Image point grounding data

####################

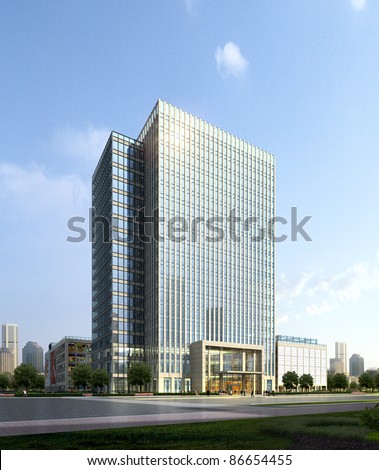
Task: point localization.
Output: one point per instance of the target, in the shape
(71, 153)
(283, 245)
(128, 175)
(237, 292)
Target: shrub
(370, 417)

####################

ABOUT THIS TASK
Each line of the data above should be reproduced without alteration, and no picture should appear in the copy.

SOLUTION TO THE PROBLEM
Task: point localization.
Output: one point per instance of the target, in the shape
(71, 153)
(283, 245)
(128, 175)
(237, 292)
Target: shrub
(370, 417)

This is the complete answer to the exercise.